Records taken from a data source:
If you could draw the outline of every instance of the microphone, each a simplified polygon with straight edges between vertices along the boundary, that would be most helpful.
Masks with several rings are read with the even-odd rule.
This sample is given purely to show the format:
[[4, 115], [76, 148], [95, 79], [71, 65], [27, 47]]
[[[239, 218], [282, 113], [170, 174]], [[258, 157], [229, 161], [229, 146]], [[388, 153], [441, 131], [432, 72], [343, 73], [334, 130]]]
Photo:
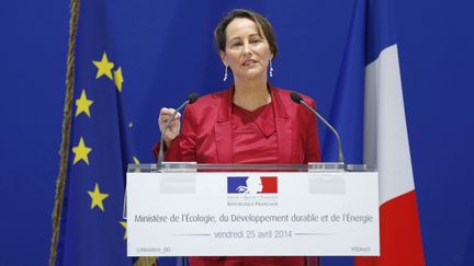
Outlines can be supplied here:
[[303, 104], [306, 108], [308, 108], [313, 114], [315, 114], [319, 120], [321, 120], [336, 136], [336, 139], [338, 141], [338, 162], [343, 163], [343, 153], [342, 153], [342, 144], [339, 138], [339, 134], [336, 131], [336, 129], [325, 119], [323, 116], [320, 116], [312, 106], [309, 106], [305, 101], [303, 101], [303, 97], [297, 94], [296, 92], [290, 93], [291, 100], [297, 104]]
[[165, 158], [165, 152], [163, 152], [163, 142], [165, 142], [165, 134], [168, 130], [169, 124], [172, 122], [172, 119], [174, 118], [174, 116], [178, 114], [178, 112], [180, 109], [182, 109], [187, 104], [193, 104], [195, 103], [195, 101], [198, 101], [199, 99], [199, 94], [193, 92], [191, 94], [188, 95], [187, 101], [184, 101], [184, 103], [182, 103], [178, 108], [174, 109], [173, 114], [171, 115], [171, 118], [168, 119], [167, 124], [165, 125], [165, 128], [161, 132], [161, 138], [160, 138], [160, 148], [158, 151], [158, 160], [157, 160], [157, 164], [158, 167], [161, 169], [162, 166], [162, 162], [163, 162], [163, 158]]

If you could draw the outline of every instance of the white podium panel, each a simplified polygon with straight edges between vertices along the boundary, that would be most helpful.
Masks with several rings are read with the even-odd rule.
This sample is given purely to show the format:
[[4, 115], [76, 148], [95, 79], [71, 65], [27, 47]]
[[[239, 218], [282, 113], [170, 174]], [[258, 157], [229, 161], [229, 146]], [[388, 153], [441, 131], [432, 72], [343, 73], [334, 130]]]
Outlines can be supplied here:
[[375, 172], [128, 173], [128, 256], [380, 254]]

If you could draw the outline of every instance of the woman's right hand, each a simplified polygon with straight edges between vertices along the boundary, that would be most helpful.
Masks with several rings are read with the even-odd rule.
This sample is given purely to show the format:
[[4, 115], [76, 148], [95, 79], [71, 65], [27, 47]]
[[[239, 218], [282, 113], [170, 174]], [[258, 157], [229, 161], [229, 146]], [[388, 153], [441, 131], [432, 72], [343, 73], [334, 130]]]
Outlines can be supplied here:
[[[173, 108], [161, 108], [160, 114], [158, 116], [158, 126], [160, 128], [160, 131], [162, 134], [166, 124], [171, 118], [172, 114], [174, 113]], [[178, 113], [174, 118], [170, 122], [168, 129], [163, 136], [163, 141], [167, 148], [170, 148], [171, 141], [178, 137], [179, 131], [181, 129], [181, 114]]]

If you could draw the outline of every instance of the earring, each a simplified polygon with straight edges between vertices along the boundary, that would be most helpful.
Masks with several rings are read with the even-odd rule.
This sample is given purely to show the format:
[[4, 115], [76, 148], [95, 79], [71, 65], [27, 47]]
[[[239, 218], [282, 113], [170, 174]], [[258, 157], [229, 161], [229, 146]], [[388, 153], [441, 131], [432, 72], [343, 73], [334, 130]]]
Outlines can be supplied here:
[[227, 80], [227, 77], [228, 77], [228, 74], [227, 74], [227, 69], [228, 69], [228, 67], [226, 66], [226, 70], [225, 70], [225, 72], [224, 72], [224, 81], [226, 81], [226, 80]]
[[270, 60], [270, 77], [273, 77], [273, 66], [271, 63], [271, 60]]

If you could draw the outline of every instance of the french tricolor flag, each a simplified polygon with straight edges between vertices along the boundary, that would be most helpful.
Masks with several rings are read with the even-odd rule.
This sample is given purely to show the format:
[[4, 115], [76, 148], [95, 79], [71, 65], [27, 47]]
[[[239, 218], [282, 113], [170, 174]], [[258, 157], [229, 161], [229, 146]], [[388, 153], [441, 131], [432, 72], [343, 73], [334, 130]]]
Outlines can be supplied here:
[[380, 173], [381, 256], [356, 265], [425, 265], [391, 0], [356, 1], [330, 119], [347, 161]]

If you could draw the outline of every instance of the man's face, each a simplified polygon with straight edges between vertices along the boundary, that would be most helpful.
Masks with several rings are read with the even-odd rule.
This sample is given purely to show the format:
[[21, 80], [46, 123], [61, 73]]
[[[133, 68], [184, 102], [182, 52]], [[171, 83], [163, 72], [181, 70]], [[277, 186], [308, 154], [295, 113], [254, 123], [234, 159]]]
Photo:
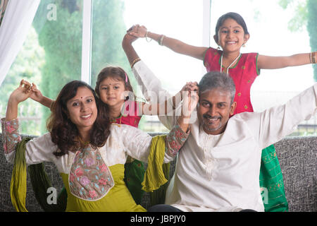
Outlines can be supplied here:
[[237, 105], [230, 102], [230, 93], [220, 88], [201, 93], [197, 115], [206, 133], [218, 135], [225, 131], [230, 115], [233, 114]]

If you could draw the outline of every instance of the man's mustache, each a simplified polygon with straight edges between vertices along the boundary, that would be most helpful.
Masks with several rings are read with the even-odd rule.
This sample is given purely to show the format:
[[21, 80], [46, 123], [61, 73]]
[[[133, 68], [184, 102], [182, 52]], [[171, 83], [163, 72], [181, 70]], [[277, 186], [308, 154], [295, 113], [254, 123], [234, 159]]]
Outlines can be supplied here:
[[211, 117], [208, 114], [204, 114], [203, 117], [206, 119], [221, 119], [221, 117], [220, 116]]

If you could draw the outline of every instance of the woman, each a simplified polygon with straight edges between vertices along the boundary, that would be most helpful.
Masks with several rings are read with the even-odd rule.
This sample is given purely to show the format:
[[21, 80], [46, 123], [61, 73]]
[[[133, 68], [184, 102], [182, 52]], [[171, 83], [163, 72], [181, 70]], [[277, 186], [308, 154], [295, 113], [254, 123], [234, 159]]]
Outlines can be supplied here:
[[[18, 104], [32, 92], [22, 81], [10, 96], [6, 119], [1, 119], [5, 156], [11, 162], [20, 141]], [[189, 104], [191, 101], [195, 106], [197, 99], [189, 98]], [[124, 164], [128, 155], [147, 162], [152, 138], [132, 126], [111, 125], [106, 113], [89, 85], [70, 82], [52, 106], [49, 133], [26, 144], [27, 164], [56, 165], [68, 193], [66, 211], [145, 211], [125, 186]], [[166, 148], [156, 150], [163, 155], [164, 162], [173, 159], [188, 136], [185, 119], [182, 115], [165, 138]]]

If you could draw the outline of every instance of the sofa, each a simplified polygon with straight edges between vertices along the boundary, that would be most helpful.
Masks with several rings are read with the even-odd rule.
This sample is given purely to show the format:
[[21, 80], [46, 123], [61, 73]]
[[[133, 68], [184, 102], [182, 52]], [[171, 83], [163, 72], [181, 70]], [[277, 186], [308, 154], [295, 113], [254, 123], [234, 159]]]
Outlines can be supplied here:
[[[158, 133], [151, 133], [154, 136]], [[286, 137], [275, 144], [283, 174], [286, 198], [290, 212], [317, 211], [316, 154], [317, 136]], [[175, 162], [170, 164], [170, 178], [175, 170]], [[0, 133], [0, 212], [15, 211], [10, 198], [10, 181], [13, 165], [4, 155]], [[63, 182], [54, 164], [45, 163], [45, 170], [52, 186], [59, 192]], [[26, 208], [29, 211], [43, 211], [34, 196], [31, 183], [27, 179]], [[150, 196], [145, 194], [141, 205], [150, 206]]]

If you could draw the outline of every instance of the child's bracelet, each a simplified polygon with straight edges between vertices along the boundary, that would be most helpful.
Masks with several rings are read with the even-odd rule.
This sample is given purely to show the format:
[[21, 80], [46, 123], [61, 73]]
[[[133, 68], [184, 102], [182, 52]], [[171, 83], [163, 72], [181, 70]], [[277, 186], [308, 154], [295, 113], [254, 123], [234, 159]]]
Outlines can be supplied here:
[[133, 66], [135, 66], [135, 64], [137, 62], [139, 61], [140, 60], [141, 60], [141, 59], [139, 59], [139, 57], [137, 57], [137, 59], [135, 59], [131, 63], [131, 64], [130, 64], [131, 69], [133, 68]]
[[147, 40], [147, 42], [151, 42], [151, 40], [152, 40], [152, 39], [151, 38], [149, 40], [147, 39], [149, 37], [148, 37], [148, 35], [149, 35], [149, 32], [147, 30], [147, 32], [145, 33], [145, 40]]
[[316, 54], [316, 52], [311, 52], [311, 64], [316, 64], [316, 56], [315, 56], [315, 54]]

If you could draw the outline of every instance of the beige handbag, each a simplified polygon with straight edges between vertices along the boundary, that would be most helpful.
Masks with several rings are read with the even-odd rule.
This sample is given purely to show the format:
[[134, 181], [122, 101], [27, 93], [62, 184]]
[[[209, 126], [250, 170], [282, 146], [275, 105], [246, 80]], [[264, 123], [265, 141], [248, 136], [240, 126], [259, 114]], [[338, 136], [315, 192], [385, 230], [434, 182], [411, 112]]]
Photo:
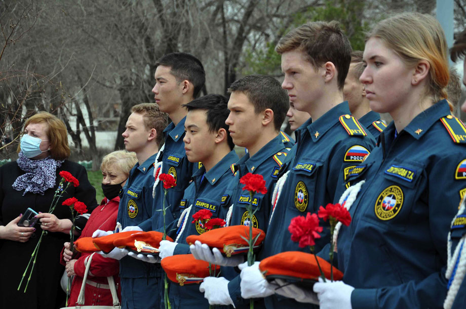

- **REQUEST**
Please copy the lines of the listing above, from the line containing "of the french" through the line containing "117], [220, 116]]", both included. Leave the pictures out of your copy.

- **FINISHED EXERCISE**
If you could draw the outline of every instance of the french tricolor flag, each a simplified polygon with straight edges between vertices along the boundary, that would be most helpful.
Masks with several rings are read with the even-odd rule.
This sample is given purely to show the format:
[[4, 115], [76, 148], [95, 79], [71, 65], [27, 47]]
[[[239, 218], [282, 113], [170, 174]], [[258, 157], [229, 161], [229, 146]], [[388, 153], [441, 131], [432, 72], [343, 73], [334, 130]]]
Outlines can be supplied here:
[[380, 173], [381, 256], [356, 265], [425, 265], [391, 0], [356, 1], [330, 119], [347, 161]]

If you could draw the outline of every instance of the man's face, each a simplified polygon with straight edges between vertices along the boundary, that would be most helpful.
Masks with several rings are read with the even-odd rule.
This sample is given purely to show the format:
[[21, 80], [46, 123], [61, 73]]
[[[133, 68], [184, 102], [182, 52]], [[171, 83], [163, 72], [181, 70]], [[277, 186], [308, 154], [295, 113], [254, 123], [234, 159]]]
Photo:
Outlines can be supplied here:
[[237, 105], [230, 102], [230, 93], [220, 88], [201, 93], [197, 115], [206, 133], [218, 135], [225, 131], [230, 115], [233, 114]]

If you could draw the outline of every instance of the man's mustache, each a simplified polygon with straight edges between vertices along the boundary, that would be most helpful.
Masks with several rings are read with the even-odd rule.
This sample is given purely to show the format:
[[21, 80], [46, 123], [61, 73]]
[[[133, 68], [184, 102], [182, 52]], [[171, 83], [163, 72], [181, 70]], [[277, 186], [308, 154], [295, 113], [254, 123], [234, 159]]]
Outlines can be supplied here:
[[211, 117], [208, 114], [204, 114], [203, 117], [206, 119], [221, 119], [221, 117], [220, 116]]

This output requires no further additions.